══ Фрагмент текста

Я отметил, скорее мысленно, чем вслух, что религиозные распри спокон веков были причиной войн и междоусобиц, более того, что первое убийство было совершено в споре о богопочитании. Сказал же я только, что на днях читал Байронова «Каина» и более всего был восхищен третьим актом и мотивировкой убийства.
— Вас тоже восхищает эта великолепная мотивировка? — переспросил Гёте. — Я считаю, что по красоте он не имеет себе равных в мире.
— «Каин», — сказал я, — поначалу ведь был запрещен в Англии, теперь же его читает каждый, и молодые англичане, путешествуя, возят с собою полное собрание сочинений Байрона.
— Это тоже глупо, — сказал Гёте, — потому что, по существу, в «Каине» нет ничего, о чем бы им не толковали английские епископы.

════
══ Строки данных

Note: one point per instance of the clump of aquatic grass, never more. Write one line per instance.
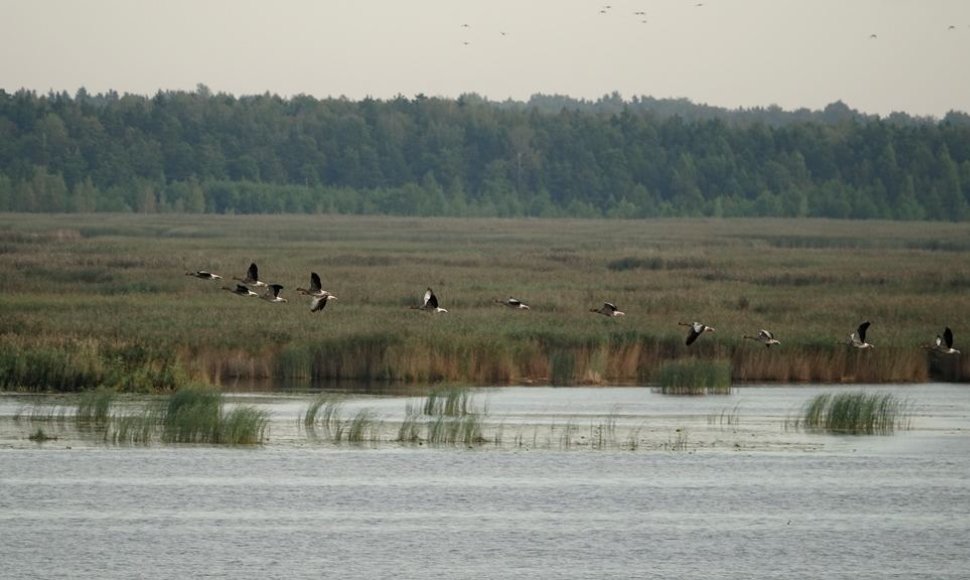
(464, 430)
(726, 416)
(132, 428)
(40, 436)
(243, 425)
(363, 427)
(695, 377)
(452, 402)
(191, 415)
(323, 412)
(856, 413)
(42, 413)
(94, 407)
(603, 435)
(679, 440)
(195, 415)
(410, 429)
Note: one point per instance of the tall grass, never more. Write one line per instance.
(94, 407)
(196, 415)
(695, 377)
(72, 304)
(453, 402)
(323, 412)
(856, 413)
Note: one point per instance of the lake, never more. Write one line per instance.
(678, 487)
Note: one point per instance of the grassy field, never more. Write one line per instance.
(103, 300)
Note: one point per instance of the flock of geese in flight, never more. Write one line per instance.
(320, 297)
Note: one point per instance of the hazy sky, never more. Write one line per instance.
(731, 53)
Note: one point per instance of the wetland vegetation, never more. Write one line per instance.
(89, 301)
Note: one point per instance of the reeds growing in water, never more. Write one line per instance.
(855, 413)
(695, 377)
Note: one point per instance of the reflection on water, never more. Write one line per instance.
(743, 497)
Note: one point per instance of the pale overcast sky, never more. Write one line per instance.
(731, 53)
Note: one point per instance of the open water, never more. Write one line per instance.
(702, 487)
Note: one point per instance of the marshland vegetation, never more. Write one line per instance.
(855, 413)
(91, 301)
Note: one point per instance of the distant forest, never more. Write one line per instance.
(551, 156)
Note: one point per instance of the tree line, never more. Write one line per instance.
(551, 156)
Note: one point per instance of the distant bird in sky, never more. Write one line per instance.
(204, 275)
(765, 337)
(320, 302)
(241, 290)
(430, 303)
(608, 309)
(252, 277)
(315, 289)
(695, 329)
(273, 294)
(858, 338)
(944, 342)
(514, 303)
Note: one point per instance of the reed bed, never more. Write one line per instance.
(855, 413)
(94, 407)
(695, 377)
(77, 289)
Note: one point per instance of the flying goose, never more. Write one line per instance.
(608, 309)
(315, 289)
(430, 303)
(204, 275)
(320, 302)
(273, 294)
(252, 277)
(765, 337)
(696, 329)
(944, 342)
(240, 289)
(514, 303)
(858, 338)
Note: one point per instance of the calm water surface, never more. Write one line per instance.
(699, 496)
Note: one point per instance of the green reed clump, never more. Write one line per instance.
(464, 430)
(132, 428)
(40, 436)
(857, 413)
(243, 425)
(363, 427)
(410, 429)
(192, 415)
(94, 407)
(57, 365)
(695, 377)
(323, 412)
(452, 402)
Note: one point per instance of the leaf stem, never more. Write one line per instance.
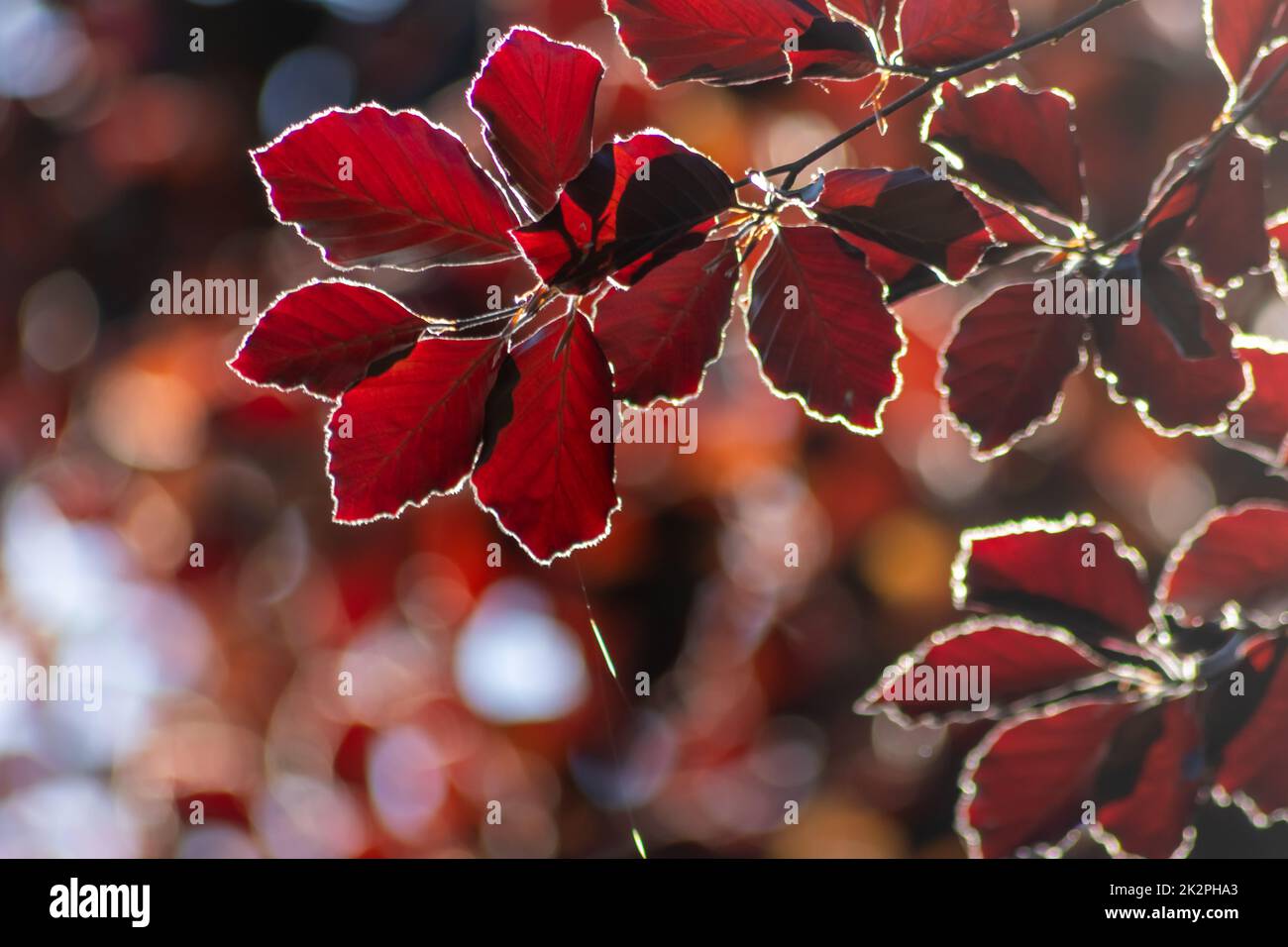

════

Что сделать:
1 – Какой акт «Каина» больше всего восхитил собеседника Гёте, если судить по фрагменту о Байроне?
2 – Допишите продолжение фрагмента о разговоре с Гёте про «Каина» Байрона, начав сразу после последней реплики Гёте.
Строки для этого не понадобятся.

Ответы:
1 – Третий акт.

2 –
Слуга доложил о канцлере, который тут же вошел занял место за столом. Вприпрыжку друг за другом вбежали также внуки Гёте, Вальтер и Вольфганг. Вольф так и прильнул к канцлеру.
— Принеси господину канцлеру твой альбом и покажи ему принцессу и то, что тебе написал граф Штернберг, — сказал Гёте.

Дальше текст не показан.